- やること: 記録の最初から「[(138, 74)]」がある行まで（どちらの行も含む）を、一字も変えずにそのまま書き写してください。画像は答えに入れないでください。
----------
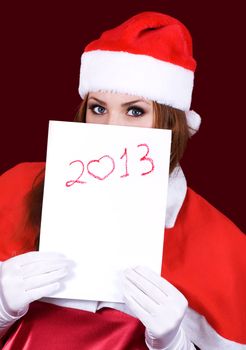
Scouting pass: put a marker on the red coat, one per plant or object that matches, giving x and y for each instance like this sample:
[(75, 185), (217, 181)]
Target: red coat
[(204, 258)]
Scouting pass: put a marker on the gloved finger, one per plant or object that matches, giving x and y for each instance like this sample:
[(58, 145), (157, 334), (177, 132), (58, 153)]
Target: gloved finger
[(30, 257), (44, 279), (160, 282), (136, 309), (41, 292), (146, 286), (44, 266), (143, 300)]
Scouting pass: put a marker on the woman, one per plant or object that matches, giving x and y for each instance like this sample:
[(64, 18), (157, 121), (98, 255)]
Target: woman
[(138, 74)]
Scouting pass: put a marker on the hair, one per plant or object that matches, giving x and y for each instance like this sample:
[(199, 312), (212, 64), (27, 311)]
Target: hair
[(165, 117)]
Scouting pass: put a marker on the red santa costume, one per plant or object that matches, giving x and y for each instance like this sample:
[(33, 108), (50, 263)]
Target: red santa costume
[(204, 255)]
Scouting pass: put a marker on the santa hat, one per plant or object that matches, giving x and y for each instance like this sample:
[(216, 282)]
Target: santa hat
[(149, 55)]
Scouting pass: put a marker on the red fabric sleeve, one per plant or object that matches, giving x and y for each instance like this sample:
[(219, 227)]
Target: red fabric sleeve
[(205, 259), (16, 236)]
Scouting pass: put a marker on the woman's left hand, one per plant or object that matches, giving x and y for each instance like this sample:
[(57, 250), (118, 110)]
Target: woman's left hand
[(157, 304)]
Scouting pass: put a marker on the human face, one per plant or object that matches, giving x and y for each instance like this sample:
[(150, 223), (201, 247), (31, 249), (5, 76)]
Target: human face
[(119, 109)]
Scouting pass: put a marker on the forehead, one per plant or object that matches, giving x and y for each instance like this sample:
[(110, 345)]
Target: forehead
[(110, 97)]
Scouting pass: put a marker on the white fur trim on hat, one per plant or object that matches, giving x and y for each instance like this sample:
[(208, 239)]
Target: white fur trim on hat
[(193, 121), (135, 74)]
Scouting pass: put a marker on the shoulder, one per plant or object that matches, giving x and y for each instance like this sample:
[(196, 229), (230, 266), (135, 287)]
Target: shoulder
[(19, 179), (201, 215), (15, 184)]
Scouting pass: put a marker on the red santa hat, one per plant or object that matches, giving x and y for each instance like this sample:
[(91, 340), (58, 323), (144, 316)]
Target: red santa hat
[(149, 55)]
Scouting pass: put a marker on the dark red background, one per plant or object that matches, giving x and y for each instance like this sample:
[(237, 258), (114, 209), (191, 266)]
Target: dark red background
[(40, 59)]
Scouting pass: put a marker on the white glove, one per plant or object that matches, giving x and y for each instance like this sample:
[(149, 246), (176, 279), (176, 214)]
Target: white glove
[(159, 306), (28, 277)]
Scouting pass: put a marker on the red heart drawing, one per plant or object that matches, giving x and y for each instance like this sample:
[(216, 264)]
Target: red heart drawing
[(101, 165)]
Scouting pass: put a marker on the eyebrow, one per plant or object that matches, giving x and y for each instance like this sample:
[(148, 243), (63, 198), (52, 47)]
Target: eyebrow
[(123, 104)]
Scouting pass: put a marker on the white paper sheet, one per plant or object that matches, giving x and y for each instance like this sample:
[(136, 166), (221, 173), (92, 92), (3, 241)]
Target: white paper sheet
[(113, 217)]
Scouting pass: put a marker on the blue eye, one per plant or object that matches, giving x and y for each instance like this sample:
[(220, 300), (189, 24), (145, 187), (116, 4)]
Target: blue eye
[(135, 111), (97, 109)]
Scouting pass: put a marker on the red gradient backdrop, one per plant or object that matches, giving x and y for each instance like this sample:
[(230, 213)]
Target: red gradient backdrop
[(40, 59)]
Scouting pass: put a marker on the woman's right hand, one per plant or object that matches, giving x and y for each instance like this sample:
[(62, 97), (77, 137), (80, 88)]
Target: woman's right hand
[(29, 277)]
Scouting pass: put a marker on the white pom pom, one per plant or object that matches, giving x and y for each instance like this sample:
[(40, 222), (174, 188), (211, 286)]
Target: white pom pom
[(193, 121)]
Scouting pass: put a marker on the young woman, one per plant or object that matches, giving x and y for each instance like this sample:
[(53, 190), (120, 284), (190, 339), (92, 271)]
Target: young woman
[(137, 74)]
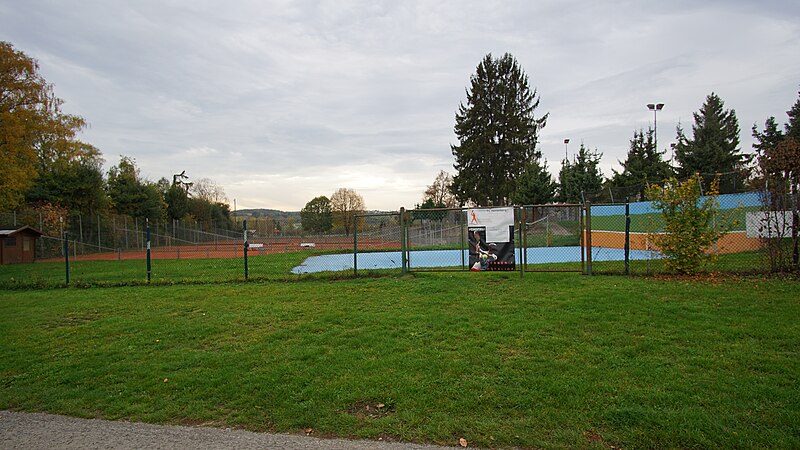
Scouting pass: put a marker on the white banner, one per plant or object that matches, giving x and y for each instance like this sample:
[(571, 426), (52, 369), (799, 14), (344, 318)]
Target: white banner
[(778, 224), (496, 220)]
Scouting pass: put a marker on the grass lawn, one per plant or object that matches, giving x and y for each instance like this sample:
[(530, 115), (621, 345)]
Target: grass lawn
[(549, 360)]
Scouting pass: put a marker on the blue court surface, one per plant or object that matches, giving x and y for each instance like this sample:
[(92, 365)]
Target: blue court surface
[(453, 258)]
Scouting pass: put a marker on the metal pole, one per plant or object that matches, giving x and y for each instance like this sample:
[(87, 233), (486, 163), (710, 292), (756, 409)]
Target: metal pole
[(655, 128), (66, 255), (403, 239), (148, 250), (461, 220), (355, 245), (520, 226), (588, 238), (244, 227), (627, 236)]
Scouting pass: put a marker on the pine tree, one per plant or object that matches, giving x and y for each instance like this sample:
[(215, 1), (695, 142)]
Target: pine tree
[(792, 128), (497, 133), (535, 186), (580, 177), (714, 147), (644, 164)]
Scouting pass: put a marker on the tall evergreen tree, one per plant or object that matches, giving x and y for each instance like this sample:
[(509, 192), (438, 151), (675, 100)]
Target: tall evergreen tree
[(316, 216), (792, 127), (644, 164), (130, 194), (535, 186), (582, 176), (497, 132), (714, 146), (770, 137)]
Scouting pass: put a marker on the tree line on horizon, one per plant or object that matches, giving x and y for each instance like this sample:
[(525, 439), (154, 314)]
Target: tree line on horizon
[(47, 171), (497, 160)]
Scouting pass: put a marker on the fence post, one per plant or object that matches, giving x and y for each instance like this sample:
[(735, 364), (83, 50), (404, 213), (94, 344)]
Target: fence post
[(588, 238), (355, 244), (627, 236), (148, 250), (404, 264), (462, 245), (66, 255), (520, 227), (246, 245)]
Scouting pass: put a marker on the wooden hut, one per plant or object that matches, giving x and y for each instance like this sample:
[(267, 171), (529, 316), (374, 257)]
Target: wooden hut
[(18, 246)]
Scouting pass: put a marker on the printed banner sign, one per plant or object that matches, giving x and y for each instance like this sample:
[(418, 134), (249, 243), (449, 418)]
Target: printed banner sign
[(491, 239)]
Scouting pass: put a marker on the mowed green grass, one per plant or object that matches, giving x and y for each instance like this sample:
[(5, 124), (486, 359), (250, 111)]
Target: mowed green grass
[(731, 219), (51, 274), (544, 361)]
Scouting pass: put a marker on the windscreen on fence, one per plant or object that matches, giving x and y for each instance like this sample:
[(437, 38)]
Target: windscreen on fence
[(739, 220), (552, 238), (755, 237)]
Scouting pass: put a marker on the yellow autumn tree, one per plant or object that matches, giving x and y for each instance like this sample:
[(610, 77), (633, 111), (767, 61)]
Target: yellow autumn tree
[(34, 133)]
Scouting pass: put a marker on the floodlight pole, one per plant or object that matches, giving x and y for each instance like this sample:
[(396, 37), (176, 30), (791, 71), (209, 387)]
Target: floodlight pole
[(655, 107)]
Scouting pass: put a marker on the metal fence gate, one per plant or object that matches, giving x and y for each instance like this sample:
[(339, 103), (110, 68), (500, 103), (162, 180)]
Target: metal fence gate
[(554, 238)]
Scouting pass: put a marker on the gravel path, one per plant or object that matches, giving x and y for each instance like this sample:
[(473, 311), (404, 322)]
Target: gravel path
[(47, 431)]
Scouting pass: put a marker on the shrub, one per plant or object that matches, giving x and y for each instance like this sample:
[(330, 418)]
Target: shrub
[(690, 223)]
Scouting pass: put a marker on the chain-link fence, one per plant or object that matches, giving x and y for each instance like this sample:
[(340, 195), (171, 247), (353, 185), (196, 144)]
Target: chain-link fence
[(622, 239), (552, 238), (635, 229)]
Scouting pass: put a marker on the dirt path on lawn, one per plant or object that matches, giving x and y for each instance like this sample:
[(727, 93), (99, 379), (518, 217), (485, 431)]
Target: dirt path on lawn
[(48, 431)]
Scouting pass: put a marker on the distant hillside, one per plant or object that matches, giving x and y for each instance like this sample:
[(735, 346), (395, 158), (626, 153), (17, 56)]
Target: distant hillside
[(274, 214)]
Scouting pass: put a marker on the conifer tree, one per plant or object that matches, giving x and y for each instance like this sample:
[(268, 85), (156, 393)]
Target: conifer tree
[(714, 146), (497, 133), (581, 177), (644, 164)]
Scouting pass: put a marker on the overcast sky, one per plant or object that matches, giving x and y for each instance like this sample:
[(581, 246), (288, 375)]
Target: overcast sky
[(282, 101)]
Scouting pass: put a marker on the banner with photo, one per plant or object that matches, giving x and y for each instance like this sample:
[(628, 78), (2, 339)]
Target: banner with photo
[(491, 239)]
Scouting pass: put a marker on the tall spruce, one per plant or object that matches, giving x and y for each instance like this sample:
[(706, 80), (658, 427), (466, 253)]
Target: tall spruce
[(535, 186), (497, 133), (713, 148), (581, 177), (792, 127), (644, 164)]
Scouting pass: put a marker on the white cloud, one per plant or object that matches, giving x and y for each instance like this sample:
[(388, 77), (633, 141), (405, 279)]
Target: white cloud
[(281, 101)]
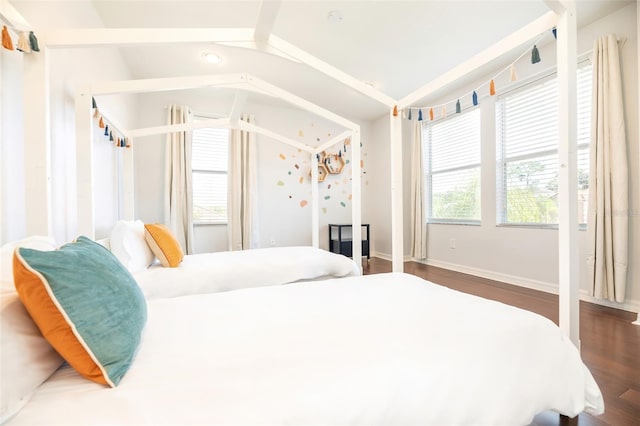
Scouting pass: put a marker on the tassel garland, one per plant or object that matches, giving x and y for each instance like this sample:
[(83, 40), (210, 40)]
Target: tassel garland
[(6, 39), (23, 43), (535, 55)]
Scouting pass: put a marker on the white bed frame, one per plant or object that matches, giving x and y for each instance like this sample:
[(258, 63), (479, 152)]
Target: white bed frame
[(562, 15)]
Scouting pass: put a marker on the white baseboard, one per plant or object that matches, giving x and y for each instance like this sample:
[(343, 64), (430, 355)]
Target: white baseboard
[(629, 305)]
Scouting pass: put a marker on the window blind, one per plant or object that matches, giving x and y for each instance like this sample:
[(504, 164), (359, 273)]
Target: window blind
[(452, 168), (209, 163)]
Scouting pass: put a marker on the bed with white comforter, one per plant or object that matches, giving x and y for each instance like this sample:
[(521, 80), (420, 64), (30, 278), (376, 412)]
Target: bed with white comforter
[(385, 349), (232, 270)]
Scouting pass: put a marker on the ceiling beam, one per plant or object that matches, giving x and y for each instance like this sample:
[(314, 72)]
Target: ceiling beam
[(524, 35)]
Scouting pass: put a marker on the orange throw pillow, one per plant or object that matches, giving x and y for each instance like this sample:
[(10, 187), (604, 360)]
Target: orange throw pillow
[(163, 244)]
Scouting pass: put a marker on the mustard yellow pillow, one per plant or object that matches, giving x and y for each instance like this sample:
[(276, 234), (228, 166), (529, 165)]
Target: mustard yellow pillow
[(163, 244)]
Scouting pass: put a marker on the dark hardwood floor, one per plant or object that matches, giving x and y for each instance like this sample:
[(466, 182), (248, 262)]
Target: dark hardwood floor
[(610, 343)]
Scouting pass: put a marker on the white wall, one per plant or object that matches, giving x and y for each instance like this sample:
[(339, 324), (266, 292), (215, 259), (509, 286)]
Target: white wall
[(284, 202), (522, 256)]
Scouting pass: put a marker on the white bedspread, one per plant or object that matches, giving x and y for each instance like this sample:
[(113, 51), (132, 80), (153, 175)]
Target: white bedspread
[(232, 270), (388, 349)]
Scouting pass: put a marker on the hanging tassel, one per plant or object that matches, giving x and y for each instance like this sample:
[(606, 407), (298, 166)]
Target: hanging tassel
[(23, 43), (6, 39), (535, 55), (34, 42)]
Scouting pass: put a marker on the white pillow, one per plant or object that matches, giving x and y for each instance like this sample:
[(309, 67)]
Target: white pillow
[(6, 258), (27, 358), (129, 246)]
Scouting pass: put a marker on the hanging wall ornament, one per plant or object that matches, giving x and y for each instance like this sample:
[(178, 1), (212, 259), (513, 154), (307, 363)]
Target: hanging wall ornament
[(23, 43), (535, 55), (512, 73), (6, 39), (34, 42)]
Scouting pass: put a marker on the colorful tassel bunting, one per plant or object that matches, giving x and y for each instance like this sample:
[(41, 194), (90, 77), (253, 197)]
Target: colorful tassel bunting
[(6, 39), (535, 55), (34, 42), (23, 43)]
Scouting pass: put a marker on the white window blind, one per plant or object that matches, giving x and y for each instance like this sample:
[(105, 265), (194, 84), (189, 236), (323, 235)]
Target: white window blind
[(209, 163), (452, 168), (527, 140)]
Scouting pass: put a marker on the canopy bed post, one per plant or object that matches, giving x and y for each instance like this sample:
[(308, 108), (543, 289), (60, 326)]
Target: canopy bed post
[(315, 237), (37, 143), (356, 199), (397, 232), (568, 247), (84, 166)]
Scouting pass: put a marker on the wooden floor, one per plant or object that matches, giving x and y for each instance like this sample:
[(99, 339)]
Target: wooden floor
[(610, 343)]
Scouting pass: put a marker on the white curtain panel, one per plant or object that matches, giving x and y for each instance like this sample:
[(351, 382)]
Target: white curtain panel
[(608, 177), (243, 182), (178, 190), (418, 214)]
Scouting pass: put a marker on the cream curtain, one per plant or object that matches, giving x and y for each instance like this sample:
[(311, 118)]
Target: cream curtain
[(418, 214), (608, 177), (242, 187), (177, 200)]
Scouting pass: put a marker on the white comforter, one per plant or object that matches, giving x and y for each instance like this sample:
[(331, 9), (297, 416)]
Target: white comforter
[(388, 349), (232, 270)]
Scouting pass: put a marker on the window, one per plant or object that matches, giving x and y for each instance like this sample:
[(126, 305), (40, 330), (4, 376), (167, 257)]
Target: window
[(209, 163), (452, 168), (527, 140)]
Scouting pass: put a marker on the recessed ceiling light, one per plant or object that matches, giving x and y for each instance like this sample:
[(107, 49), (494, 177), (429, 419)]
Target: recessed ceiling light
[(210, 58), (335, 16)]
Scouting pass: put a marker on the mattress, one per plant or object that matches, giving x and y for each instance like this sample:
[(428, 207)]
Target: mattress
[(373, 350)]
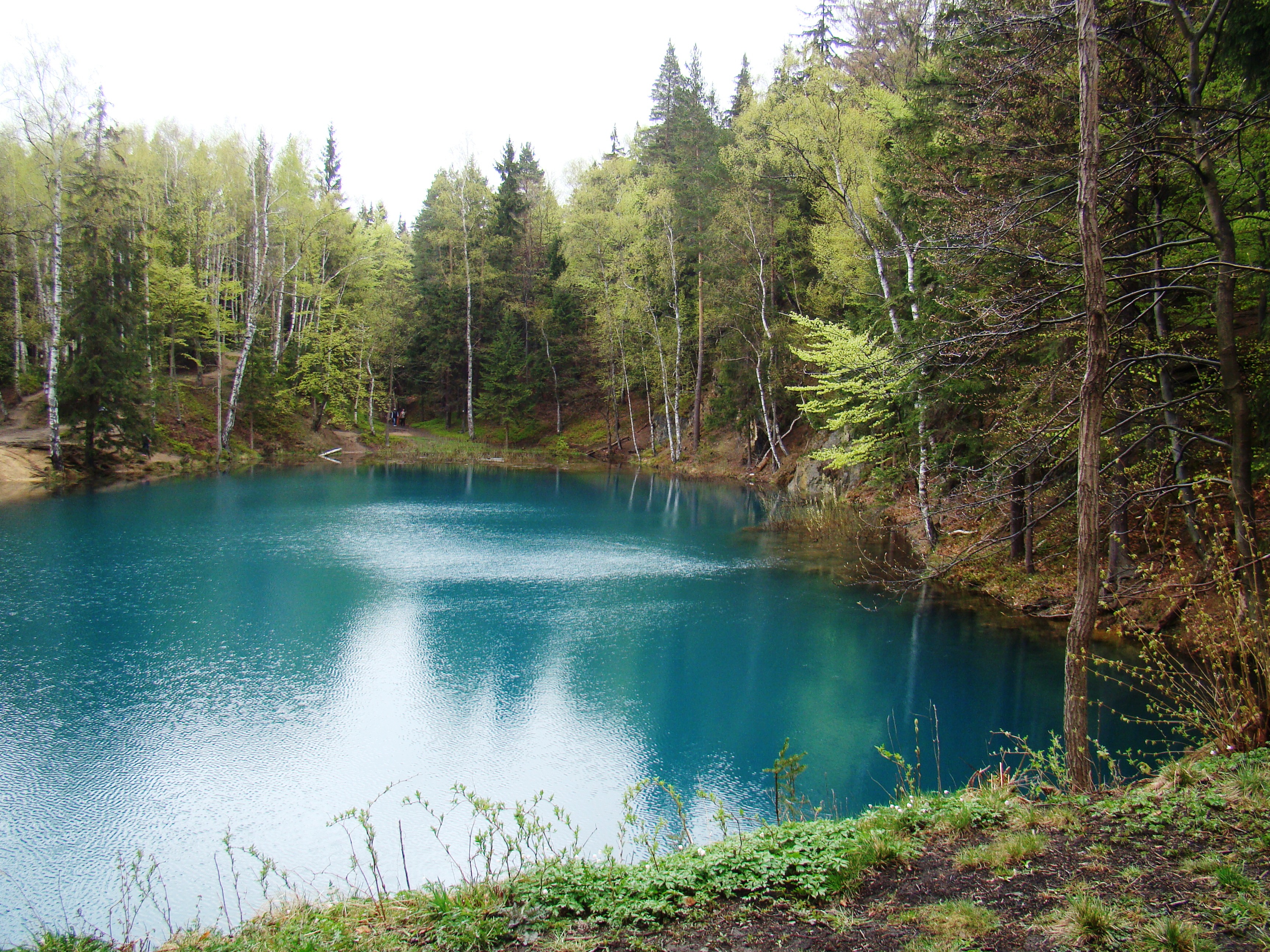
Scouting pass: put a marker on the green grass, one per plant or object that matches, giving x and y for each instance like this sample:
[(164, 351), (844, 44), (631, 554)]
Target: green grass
[(954, 919), (1005, 852)]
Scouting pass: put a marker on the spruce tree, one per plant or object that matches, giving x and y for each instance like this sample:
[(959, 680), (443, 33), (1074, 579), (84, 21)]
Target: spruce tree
[(743, 94), (819, 36), (102, 380), (331, 182), (667, 94), (510, 205), (505, 393)]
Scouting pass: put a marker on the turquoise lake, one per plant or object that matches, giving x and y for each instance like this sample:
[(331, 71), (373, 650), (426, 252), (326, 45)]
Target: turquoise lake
[(262, 652)]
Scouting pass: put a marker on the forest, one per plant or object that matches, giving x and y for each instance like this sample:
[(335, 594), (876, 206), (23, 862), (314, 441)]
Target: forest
[(875, 258)]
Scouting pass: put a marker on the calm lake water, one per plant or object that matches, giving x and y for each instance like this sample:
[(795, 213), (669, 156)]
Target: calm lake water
[(262, 652)]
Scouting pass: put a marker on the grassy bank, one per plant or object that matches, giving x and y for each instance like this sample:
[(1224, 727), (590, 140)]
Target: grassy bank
[(1178, 861)]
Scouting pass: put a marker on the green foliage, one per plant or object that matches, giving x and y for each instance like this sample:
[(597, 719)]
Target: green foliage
[(855, 390), (1005, 852), (506, 394)]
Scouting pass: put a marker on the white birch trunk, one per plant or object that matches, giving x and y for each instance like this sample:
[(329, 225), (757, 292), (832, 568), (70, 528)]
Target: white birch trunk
[(19, 348), (259, 257), (55, 328), (468, 280)]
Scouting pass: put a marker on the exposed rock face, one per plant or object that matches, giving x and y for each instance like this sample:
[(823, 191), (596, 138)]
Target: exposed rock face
[(811, 478)]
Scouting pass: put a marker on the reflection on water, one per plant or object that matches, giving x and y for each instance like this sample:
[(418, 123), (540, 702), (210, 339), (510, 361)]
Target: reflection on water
[(263, 652)]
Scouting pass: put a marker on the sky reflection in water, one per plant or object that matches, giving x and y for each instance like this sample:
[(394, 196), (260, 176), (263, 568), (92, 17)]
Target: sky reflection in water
[(262, 652)]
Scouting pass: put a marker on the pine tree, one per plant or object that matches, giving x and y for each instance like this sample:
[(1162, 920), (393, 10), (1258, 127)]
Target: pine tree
[(331, 182)]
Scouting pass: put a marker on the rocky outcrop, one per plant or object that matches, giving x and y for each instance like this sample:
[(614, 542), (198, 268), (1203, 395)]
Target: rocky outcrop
[(811, 476)]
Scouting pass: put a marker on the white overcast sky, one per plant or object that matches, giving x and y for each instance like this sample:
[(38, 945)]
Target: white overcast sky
[(409, 86)]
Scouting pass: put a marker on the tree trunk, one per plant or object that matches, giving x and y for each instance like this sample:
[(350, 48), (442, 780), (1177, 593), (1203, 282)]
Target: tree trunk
----------
- 仕上がり:
Scouting pass: put a marker on the red coat, one per plant or object that matches, giving x and y for each instance like this sample:
[(75, 185), (217, 181)]
Target: red coat
[(204, 258)]
Scouting pass: put a marker on the gloved finger, one per plant or object that matches, giving x and y for each instance like this sample:
[(58, 145), (157, 334), (177, 132), (58, 153)]
Target: gloved finger
[(30, 257), (44, 279), (160, 282), (136, 309), (41, 292), (146, 286), (44, 266), (143, 300)]
Scouting pass: put a marker on the woman, one per plant or object that matches, giving x and y for each instance like this sample:
[(64, 18), (157, 121), (98, 255)]
Target: woman
[(138, 74)]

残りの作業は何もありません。